*Requirements*
Copy every one of the entries below character for character, including the tab-separated numbers.
***** Data extract *****
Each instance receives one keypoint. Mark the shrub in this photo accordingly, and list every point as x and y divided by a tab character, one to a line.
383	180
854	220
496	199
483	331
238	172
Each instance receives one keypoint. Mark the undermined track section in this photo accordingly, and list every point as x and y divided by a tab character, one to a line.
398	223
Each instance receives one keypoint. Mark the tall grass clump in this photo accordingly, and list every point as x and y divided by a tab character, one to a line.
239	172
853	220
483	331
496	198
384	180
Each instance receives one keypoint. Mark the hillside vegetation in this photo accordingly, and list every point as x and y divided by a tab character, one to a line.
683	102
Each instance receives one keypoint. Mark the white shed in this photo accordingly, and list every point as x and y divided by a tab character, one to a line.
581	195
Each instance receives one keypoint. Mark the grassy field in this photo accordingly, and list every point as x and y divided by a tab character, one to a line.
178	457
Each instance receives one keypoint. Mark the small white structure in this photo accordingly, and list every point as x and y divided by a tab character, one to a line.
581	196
*****
*Reply to the exercise*
Each instance receives one keypoint. Mark the shrub in this photo accordingly, and list every point as x and y divided by a tab character, one to a line.
383	180
854	220
496	199
483	331
238	172
Each instance receives one keypoint. Mark the undermined track section in this photo accordingly, and list every point as x and y divided by a tab character, one to a line.
398	223
Each instance receives one keypoint. Mark the tall grass clump in this photo accordingly, and list every point as x and y divided by a tab character, one to a line.
239	172
853	220
483	331
496	198
384	180
Each instance receives one keypoint. Mark the hillside vegetation in this photo accordingly, and list every point as x and y divided by a tab character, one to a line.
683	102
Each instance receives one keypoint. Mark the white shed in this photo accordingly, and list every point as x and y divided by a tab character, one to a line.
581	195
Each instance receives one keypoint. Mark the grassy field in this photo accordingly, and list every point as x and y divided by a tab character, one to a line.
178	457
Each instance receives one keypoint. Mark the small white structure in this photo accordingly, and list every point as x and y divided by a tab character, one to a line.
581	196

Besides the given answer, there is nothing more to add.